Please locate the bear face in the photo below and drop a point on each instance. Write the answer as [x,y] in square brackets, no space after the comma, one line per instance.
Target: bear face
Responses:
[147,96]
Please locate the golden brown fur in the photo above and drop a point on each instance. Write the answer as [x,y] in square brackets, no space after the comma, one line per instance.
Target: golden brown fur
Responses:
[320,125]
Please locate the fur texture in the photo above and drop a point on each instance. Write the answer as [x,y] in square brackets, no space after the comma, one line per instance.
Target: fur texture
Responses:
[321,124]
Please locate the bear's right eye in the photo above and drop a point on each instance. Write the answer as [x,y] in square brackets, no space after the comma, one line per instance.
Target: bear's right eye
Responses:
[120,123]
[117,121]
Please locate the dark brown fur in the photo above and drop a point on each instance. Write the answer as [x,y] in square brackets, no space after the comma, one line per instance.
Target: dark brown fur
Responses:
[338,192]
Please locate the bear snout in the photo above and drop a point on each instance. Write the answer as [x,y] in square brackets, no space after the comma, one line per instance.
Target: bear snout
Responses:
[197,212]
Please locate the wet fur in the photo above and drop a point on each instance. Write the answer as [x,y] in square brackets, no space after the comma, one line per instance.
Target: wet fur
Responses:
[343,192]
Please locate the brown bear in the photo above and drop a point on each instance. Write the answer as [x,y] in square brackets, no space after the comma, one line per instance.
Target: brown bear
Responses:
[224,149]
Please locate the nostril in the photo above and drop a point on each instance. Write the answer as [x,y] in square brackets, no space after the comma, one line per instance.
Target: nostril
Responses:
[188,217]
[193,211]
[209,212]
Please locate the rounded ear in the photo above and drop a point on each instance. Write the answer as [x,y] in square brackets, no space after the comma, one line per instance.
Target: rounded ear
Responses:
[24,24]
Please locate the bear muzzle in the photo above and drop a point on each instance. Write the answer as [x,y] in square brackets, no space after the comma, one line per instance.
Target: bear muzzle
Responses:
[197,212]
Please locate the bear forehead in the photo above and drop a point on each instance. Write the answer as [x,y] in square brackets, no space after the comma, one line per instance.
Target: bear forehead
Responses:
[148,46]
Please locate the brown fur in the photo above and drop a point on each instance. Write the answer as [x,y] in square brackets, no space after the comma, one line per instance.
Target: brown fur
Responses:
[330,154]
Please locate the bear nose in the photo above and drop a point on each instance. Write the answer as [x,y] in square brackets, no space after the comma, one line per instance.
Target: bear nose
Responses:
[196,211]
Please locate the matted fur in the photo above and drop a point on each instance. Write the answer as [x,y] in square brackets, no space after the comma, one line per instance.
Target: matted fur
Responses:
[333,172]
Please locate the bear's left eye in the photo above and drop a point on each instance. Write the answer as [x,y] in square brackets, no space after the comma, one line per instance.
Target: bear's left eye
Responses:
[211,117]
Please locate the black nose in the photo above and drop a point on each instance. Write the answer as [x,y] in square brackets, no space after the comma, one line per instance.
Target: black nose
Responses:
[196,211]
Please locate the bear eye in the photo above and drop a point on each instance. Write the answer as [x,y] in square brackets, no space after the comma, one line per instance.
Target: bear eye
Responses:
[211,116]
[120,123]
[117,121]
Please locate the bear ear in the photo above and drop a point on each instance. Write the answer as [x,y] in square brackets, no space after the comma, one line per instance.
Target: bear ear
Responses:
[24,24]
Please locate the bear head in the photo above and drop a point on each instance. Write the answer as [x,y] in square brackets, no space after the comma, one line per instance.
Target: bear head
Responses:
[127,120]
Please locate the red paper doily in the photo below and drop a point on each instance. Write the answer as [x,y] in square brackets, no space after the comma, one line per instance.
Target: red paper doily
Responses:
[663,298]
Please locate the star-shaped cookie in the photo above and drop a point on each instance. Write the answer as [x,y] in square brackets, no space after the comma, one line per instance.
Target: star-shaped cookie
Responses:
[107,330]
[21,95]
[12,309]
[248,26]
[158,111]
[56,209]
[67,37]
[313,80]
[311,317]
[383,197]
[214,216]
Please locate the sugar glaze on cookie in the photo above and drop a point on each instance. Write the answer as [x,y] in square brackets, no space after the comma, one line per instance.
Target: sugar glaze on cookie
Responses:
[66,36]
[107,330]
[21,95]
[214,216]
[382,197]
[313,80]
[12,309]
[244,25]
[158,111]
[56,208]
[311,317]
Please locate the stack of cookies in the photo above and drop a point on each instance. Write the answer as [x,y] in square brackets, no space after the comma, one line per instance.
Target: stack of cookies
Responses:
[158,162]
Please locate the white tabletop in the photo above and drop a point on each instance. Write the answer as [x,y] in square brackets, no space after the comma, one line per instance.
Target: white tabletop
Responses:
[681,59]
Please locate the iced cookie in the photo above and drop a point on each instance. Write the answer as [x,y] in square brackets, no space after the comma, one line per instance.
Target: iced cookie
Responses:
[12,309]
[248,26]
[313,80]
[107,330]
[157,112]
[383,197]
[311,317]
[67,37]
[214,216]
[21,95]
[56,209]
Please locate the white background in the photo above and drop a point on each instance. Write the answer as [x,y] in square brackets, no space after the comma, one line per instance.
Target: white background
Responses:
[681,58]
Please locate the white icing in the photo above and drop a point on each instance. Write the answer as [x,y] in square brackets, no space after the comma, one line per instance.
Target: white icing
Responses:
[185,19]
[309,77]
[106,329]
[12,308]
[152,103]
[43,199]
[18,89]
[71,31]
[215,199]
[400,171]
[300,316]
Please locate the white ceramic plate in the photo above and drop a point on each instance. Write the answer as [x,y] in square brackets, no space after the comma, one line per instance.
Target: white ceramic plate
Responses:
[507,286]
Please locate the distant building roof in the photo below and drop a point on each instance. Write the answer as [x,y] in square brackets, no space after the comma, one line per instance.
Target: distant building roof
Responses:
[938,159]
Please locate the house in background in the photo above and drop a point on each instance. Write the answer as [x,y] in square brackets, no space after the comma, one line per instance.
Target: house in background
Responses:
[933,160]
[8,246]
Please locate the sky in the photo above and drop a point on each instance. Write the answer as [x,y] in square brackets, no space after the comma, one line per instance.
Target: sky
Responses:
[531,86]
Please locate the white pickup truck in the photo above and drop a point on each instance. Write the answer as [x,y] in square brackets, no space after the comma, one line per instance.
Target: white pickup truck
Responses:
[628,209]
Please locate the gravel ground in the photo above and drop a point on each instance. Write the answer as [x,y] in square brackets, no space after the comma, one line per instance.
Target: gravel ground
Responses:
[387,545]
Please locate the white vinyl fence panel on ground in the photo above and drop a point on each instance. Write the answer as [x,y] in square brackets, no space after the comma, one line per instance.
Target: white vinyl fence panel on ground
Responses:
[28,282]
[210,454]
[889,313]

AIM OF THE TASK
Give all of the lines above as a numbered list with the blank lines left out.

EXERCISE SOLUTION
1. Please locate the bear face in the photo below and drop a point on each instance. Write the answer as [x,y] in square brackets, no space after the comma, one line per instance.
2. Target: bear face
3. Responses:
4. [147,96]
5. Please locate the golden brown fur in the photo above and drop a point on each instance. Write the answer as [x,y] in square brackets, no space after the comma, one line per instance.
6. Target: golden brown fur
7. Responses:
8. [320,125]
9. Please locate the fur texture in the photo above and drop a point on each instance. Write the answer as [x,y] in square brackets, no space after the comma, one line per instance.
10. Target: fur texture
11. Responses:
12. [321,124]
13. Please locate the bear's right eye in the photo above and drop a point on each instance. Write the answer as [x,y] in square brackets, no space after the comma, one line per instance.
14. Target: bear's right eye
15. Responses:
16. [120,123]
17. [117,121]
18. Please locate the dark brown fur in the photo above and drop a point on each instance. Write the answer as [x,y] in square brackets, no space after the comma, one line per instance.
19. Target: dark brown fur
20. Responses:
21. [338,192]
22. Please locate the bear snout in the photo above and drop a point on each instance. Write the answer as [x,y] in square brackets, no space after the comma, one line per instance.
23. Target: bear snout
24. Responses:
25. [197,212]
26. Please locate the wet fur in the photo above and drop a point on each instance. Write the answer as [x,y] in square brackets, no space after the comma, one line per instance.
27. Target: wet fur
28. Responses:
29. [343,192]
30. Please locate the brown bear in the photo above and drop a point on each instance. Write the answer as [x,y] in square brackets, no space after the comma, one line per instance.
31. Target: brown bear
32. Responses:
33. [224,149]
34. Please locate the nostril in the photo above and drop a point on each instance. Write the answer as [x,y] in square brackets, no space after the comma, one line per instance.
35. Target: nostril
36. Responses:
37. [188,217]
38. [193,211]
39. [209,212]
40. Please locate the rounded ear in the photo above and drop a point on each instance. Write the answer as [x,y] in square brackets, no space after the comma, one line per instance.
41. Target: rounded ear
42. Responses:
43. [24,24]
44. Please locate the bear muzzle in the photo above and drop a point on each instance. Write the answer as [x,y] in square brackets, no space after the comma, one line per instance.
45. Target: bear muzzle
46. Responses:
47. [197,212]
48. Please locate the bear forehead in the photo above and drop a point on each instance. Write the answer as [x,y] in square brackets, no space after the comma, one line per instance.
49. Target: bear forehead
50. Responses:
51. [148,46]
52. Please locate the brown fur in the photo above and drop a point on each instance. Write the answer as [x,y] in square brackets, no space after the comma, one line per instance.
53. Target: brown fur
54. Responses:
55. [330,154]
56. Please locate the bear nose in the photo above and drop a point on each instance. Write the answer as [x,y] in square brackets, no space after the comma, one line per instance.
57. Target: bear nose
58. Responses:
59. [196,211]
60. Please locate the matted fur in the photo above and drop a point on each instance. Write the answer as [x,y] in square brackets, no space after the comma, one line per instance.
61. Target: matted fur
62. Responses:
63. [333,172]
64. Please locate the bear's left eye in the photo above and drop a point on each instance. Write the answer as [x,y] in square brackets, no space after the comma, one line per instance.
65. Target: bear's left eye
66. Responses:
67. [211,117]
68. Please locate the black nose in the photo above and drop a point on each instance. Write the answer as [x,y] in square brackets, no space after the comma, one line per instance.
69. Target: black nose
70. Responses:
71. [196,211]
72. Please locate the bear eye in the photo above and drop a point on each instance. Write the answer as [x,y] in square brackets, no space after the comma, one line per instance.
73. Target: bear eye
74. Responses:
75. [211,116]
76. [120,123]
77. [117,121]
78. Please locate the bear ear in the photo above and drop a point on each instance. Write the answer as [x,y] in square brackets, no space after the comma, one line per instance.
79. Target: bear ear
80. Responses:
81. [24,24]
82. Please locate the bear head in the photo above and drop a point on each instance. Write the answer as [x,y] in square brackets, no space after the comma, one line per instance.
83. Target: bear head
84. Responses:
85. [127,120]
86. Please locate the red paper doily in the photo below and drop a point on each instance. Write the answer as [x,y] in square brackets, no space after the comma, one line per instance.
87. Target: red paper doily
88. Responses:
89. [663,298]
90. Please locate the star-shaped cookie in the photo above and drop a point on each instance. Write the answer as [x,y] in square brackets, no space after the comma, one line per instance.
91. Target: star-shaped cookie
92. Responses:
93. [107,330]
94. [21,95]
95. [12,309]
96. [248,26]
97. [158,111]
98. [56,209]
99. [67,37]
100. [313,80]
101. [311,317]
102. [383,197]
103. [214,216]
104. Please locate the sugar glaze on cookie in the photo above and drop a point on each instance. Write the answer as [x,y] in square brackets, no space after the comma, one line per instance.
105. Target: sugar glaze on cookie
106. Responses:
107. [66,36]
108. [107,330]
109. [21,95]
110. [214,216]
111. [382,197]
112. [313,80]
113. [12,309]
114. [244,25]
115. [158,111]
116. [56,208]
117. [311,317]
118. Please locate the stack of cookies in the photo above and drop a point on each instance. Write the answer as [x,y] in square brackets, no space after the comma, one line per instance.
119. Target: stack of cookies
120. Responses:
121. [158,162]
122. Please locate the white tabletop in the photo above and drop a point on each instance. Write the answer as [x,y] in square brackets, no space after the comma, one line per instance.
123. Target: white tabletop
124. Responses:
125. [681,59]
126. Please locate the iced cookie in the photo above and drop a point on each instance. Write the answer as [x,y] in square brackets, no space after the comma, one line per instance.
127. Target: iced cookie
128. Responses:
129. [12,309]
130. [248,26]
131. [313,80]
132. [107,330]
133. [157,112]
134. [383,197]
135. [311,317]
136. [67,37]
137. [214,216]
138. [21,95]
139. [56,209]
140. Please locate the white background in the photo above and drop a point on each instance. Write the answer as [x,y] in square brackets, no space after the comma, one line per instance.
141. Target: white background
142. Responses:
143. [681,58]
144. Please locate the white icing in the photo above and drop a point on each instance. Write the answer as [x,y] in square brackets, no space after the comma, one line per instance.
145. Target: white icing
146. Responses:
147. [185,19]
148. [309,77]
149. [106,329]
150. [12,308]
151. [152,103]
152. [43,199]
153. [18,89]
154. [71,31]
155. [215,199]
156. [400,171]
157. [300,316]
158. Please locate the white ceramic plate in the photo above and drop a point on each instance. Write the answer as [x,y] in square brackets, no space after the comma, one line per instance.
159. Target: white ceramic plate
160. Responses:
161. [507,286]
162. Please locate the distant building roof in the photo below and drop a point on each instance. Write the answer as [x,y] in square brackets, no space after the comma, one line per instance.
163. Target: distant building roof
164. Responses:
165. [938,159]
166. Please locate the house in background in the photo above and drop a point on each instance. Write the answer as [x,y] in square brackets, no space after the comma, one line per instance.
167. Target: house in background
168. Responses:
169. [933,160]
170. [8,246]
171. Please locate the sky in the photo above and drop a point on each instance. Write the answer as [x,y] in square brackets, no space after the comma, one line per instance.
172. Target: sky
173. Responses:
174. [531,86]
175. Please locate the white pickup truck in the photo above and drop a point on each instance. Write the answer as [x,y] in square brackets, no space after the comma, one line per instance.
176. Target: white pickup truck
177. Responses:
178. [628,209]
179. Please locate the gravel ground in the photo above and drop a point on each instance. Write the answer as [x,y] in square brackets, no space after the comma, one line per instance.
180. Target: gravel ground
181. Responses:
182. [387,545]
183. Please locate the white vinyl fence panel on ground in the photo above and drop a point on each instance. Write the answer as [x,y] in square brackets, no space after the comma, one line per instance.
184. Target: white vinyl fence panel on ground
185. Responses:
186. [28,282]
187. [210,454]
188. [889,313]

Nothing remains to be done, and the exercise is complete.